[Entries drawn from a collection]
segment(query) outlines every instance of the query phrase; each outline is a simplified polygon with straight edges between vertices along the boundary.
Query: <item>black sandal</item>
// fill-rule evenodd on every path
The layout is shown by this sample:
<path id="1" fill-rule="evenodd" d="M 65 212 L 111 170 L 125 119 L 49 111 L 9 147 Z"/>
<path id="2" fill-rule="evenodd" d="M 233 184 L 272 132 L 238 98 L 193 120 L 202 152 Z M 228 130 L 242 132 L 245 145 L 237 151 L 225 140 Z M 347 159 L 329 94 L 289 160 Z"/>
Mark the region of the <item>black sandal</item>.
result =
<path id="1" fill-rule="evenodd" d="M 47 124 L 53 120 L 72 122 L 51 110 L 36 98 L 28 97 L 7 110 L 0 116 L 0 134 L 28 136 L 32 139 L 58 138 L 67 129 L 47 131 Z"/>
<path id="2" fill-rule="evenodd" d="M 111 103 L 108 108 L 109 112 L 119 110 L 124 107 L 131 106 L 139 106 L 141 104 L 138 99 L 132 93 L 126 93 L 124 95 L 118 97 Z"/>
==
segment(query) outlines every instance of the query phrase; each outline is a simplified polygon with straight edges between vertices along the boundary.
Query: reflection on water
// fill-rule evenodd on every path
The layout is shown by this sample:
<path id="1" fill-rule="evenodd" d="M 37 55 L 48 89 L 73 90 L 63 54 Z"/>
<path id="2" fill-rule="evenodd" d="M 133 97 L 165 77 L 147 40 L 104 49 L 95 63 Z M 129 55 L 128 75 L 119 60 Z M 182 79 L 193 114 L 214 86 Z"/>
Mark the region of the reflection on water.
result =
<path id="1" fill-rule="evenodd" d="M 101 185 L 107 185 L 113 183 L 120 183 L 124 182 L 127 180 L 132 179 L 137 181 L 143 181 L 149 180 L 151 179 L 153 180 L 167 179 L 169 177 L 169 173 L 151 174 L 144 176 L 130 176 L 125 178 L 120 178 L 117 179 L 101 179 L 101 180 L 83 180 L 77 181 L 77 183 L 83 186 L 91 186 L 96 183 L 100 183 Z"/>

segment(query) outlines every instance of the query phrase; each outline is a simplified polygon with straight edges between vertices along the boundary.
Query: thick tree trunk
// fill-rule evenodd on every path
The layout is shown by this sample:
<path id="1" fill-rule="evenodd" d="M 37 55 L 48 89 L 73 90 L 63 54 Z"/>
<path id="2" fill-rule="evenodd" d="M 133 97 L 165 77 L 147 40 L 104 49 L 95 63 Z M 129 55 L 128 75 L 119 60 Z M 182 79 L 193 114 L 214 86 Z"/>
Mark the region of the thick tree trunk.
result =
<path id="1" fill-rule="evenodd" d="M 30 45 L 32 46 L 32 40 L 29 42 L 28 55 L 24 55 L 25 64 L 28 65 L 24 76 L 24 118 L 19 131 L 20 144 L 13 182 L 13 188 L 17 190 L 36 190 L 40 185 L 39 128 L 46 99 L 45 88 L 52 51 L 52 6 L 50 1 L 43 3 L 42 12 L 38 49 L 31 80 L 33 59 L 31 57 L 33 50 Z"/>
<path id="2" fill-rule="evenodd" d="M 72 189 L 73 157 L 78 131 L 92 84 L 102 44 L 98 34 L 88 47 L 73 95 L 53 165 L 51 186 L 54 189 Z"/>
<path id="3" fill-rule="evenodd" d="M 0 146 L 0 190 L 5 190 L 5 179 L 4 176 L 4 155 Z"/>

## Required work
Pick out each line of the listing above that contains the string "item" and copy those lines in full.

## Solution
Query: <item>black sandal</item>
Mark the region of the <item>black sandal</item>.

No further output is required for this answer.